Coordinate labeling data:
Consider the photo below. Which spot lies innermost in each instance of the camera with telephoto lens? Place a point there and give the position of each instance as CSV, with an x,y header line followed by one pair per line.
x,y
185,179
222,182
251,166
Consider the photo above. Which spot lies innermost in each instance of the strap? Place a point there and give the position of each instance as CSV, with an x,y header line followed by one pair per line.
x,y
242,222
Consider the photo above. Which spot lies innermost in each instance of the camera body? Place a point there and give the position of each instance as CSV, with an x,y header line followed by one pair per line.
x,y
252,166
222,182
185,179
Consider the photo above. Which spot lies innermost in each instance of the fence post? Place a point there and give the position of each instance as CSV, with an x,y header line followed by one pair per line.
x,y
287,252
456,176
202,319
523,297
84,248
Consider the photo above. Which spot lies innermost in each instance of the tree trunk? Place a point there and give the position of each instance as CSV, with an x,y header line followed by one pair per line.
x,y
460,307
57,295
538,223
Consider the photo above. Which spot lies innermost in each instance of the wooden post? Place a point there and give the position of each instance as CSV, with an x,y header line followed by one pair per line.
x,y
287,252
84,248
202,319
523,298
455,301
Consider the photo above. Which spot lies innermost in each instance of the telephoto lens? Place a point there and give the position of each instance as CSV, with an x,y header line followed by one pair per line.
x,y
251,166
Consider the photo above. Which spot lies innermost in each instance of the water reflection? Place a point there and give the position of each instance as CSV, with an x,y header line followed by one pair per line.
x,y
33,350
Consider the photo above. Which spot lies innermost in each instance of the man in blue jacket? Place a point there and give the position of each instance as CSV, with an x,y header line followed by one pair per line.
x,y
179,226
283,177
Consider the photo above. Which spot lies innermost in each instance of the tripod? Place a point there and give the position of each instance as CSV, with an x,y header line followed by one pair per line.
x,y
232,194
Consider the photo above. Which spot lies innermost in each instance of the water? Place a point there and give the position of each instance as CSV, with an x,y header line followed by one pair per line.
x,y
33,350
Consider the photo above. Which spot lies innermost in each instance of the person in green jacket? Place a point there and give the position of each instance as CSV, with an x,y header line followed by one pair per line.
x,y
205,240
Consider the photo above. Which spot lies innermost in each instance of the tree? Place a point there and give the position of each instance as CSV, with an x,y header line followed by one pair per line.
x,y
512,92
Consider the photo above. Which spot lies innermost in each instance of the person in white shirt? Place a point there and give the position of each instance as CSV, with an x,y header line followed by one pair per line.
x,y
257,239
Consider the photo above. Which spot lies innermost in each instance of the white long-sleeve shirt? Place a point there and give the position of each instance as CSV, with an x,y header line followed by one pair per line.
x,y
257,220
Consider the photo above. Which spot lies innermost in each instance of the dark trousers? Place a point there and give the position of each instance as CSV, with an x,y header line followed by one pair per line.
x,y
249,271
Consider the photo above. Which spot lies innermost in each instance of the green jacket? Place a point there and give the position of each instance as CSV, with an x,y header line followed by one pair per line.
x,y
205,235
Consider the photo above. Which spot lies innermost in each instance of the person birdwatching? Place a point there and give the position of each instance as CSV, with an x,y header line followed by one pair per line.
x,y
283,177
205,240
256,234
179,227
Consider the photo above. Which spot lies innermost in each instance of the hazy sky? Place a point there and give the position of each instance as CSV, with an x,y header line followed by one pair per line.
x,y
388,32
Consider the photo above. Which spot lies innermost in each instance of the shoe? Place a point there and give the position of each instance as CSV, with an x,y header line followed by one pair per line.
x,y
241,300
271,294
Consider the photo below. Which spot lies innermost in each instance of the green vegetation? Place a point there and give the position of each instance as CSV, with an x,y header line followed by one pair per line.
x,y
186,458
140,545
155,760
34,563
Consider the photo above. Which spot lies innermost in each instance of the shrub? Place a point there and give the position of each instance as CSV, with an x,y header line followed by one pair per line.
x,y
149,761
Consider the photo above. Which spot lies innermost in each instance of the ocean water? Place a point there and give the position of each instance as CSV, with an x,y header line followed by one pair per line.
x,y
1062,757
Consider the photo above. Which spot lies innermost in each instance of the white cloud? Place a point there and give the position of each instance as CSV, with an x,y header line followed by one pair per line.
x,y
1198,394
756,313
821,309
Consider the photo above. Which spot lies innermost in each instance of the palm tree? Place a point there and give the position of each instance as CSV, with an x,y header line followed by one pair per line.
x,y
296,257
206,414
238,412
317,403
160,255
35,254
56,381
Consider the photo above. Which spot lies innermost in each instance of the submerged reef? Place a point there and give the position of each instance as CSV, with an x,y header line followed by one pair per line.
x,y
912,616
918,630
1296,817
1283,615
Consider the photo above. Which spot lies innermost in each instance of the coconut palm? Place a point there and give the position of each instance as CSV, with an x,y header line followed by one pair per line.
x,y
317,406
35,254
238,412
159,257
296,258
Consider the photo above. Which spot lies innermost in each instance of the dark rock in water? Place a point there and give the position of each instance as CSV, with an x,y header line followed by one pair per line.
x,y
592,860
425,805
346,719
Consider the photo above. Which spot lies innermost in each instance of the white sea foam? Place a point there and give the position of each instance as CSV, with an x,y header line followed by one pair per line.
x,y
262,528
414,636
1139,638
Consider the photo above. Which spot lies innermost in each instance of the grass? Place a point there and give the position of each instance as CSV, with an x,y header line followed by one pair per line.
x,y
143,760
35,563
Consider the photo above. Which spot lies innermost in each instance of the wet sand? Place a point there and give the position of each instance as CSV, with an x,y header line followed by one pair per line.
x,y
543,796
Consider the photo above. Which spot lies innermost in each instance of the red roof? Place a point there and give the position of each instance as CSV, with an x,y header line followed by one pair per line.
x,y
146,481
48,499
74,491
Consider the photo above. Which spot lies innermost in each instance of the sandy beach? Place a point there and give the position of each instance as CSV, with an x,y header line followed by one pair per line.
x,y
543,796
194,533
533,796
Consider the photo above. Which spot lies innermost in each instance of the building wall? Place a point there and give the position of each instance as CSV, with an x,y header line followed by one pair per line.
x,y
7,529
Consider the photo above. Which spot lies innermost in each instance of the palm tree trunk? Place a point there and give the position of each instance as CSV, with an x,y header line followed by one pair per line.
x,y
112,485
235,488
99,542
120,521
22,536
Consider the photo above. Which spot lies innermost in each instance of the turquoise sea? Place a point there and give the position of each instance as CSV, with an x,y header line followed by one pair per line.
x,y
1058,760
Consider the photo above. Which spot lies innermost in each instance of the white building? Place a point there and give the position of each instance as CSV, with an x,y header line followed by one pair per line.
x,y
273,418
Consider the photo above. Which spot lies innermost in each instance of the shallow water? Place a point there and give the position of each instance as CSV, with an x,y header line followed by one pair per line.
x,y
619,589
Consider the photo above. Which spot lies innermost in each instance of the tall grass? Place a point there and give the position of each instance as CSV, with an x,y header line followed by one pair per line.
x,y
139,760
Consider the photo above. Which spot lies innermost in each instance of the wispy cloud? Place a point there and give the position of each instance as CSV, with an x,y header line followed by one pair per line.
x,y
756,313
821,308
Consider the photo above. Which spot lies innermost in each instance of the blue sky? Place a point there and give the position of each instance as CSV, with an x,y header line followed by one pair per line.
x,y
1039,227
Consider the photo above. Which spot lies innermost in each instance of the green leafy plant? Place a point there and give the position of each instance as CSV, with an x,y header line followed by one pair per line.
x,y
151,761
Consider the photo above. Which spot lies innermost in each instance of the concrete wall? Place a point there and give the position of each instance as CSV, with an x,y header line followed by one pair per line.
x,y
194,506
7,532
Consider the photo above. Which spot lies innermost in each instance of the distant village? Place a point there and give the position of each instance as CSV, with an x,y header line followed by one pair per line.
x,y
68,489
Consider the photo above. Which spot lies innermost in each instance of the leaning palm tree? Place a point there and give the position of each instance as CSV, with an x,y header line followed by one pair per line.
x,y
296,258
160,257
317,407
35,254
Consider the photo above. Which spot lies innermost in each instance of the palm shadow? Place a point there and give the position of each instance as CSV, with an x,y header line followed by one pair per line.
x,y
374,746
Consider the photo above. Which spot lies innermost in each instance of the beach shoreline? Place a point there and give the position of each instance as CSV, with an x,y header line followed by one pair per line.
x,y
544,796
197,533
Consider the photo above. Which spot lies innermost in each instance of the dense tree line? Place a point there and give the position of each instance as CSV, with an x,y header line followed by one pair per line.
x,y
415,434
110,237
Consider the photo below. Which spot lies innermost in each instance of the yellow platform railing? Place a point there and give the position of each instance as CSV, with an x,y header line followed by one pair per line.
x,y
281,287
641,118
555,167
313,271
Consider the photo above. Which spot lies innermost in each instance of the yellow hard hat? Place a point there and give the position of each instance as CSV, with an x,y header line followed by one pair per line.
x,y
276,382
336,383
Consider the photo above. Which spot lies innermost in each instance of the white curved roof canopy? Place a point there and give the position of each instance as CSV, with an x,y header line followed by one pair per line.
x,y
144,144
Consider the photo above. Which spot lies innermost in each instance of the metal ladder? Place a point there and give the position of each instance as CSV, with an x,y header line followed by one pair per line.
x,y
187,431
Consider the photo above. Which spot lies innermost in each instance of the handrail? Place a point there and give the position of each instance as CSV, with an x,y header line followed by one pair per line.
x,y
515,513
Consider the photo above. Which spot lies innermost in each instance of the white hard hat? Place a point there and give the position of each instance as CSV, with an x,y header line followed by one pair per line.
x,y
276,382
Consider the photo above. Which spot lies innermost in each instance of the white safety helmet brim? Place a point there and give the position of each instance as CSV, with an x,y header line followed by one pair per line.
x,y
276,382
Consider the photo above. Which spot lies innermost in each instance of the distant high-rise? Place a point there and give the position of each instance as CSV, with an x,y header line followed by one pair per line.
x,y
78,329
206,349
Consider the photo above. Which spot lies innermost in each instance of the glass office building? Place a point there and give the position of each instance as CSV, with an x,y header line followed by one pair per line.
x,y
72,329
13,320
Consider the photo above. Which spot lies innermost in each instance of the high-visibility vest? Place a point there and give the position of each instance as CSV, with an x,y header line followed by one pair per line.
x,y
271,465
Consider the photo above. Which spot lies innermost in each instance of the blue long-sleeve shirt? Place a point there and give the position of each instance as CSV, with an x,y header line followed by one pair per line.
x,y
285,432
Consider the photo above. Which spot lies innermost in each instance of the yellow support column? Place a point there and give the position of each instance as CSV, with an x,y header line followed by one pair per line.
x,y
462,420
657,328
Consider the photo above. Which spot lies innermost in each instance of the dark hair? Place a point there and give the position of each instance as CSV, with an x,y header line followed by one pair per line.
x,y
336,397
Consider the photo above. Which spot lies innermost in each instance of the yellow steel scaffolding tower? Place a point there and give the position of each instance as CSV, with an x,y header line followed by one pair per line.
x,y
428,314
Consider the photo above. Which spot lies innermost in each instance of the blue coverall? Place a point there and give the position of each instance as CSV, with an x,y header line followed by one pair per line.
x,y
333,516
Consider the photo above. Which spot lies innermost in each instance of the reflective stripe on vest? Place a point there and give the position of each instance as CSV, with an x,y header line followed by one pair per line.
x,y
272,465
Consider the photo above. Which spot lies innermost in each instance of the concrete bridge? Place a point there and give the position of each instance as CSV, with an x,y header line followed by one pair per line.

Task directions: Reproduce the stretch of entries from the line containing "the yellow steel" through the end of the entries, swapping every "innermost" for "most central" and changing nothing else.

Exercise result:
Consider the photo above. Which spot lies most central in each instance of the yellow steel scaffolding tower? Place a point there and give the position of each instance as CSV, with an x,y header line followed by one pair per line.
x,y
428,314
Consider the photo above. Which spot lies most central in each instance of the blue coverall? Place a point there and give the position of each instance as CSV, with an x,y header line followed by one pair per line.
x,y
333,516
Consider the photo above. Which spot lies most central in each instance of the reflective stripe on vest? Place a point there and give the position of each instance as CSV, with an x,y header line followed by one pair per line.
x,y
272,465
Consider the photo above. Which spot lies most central in each instance of the concrete bridge? Place a point there and give the position of each instance as CSV, with an x,y header line followed by one pair per line.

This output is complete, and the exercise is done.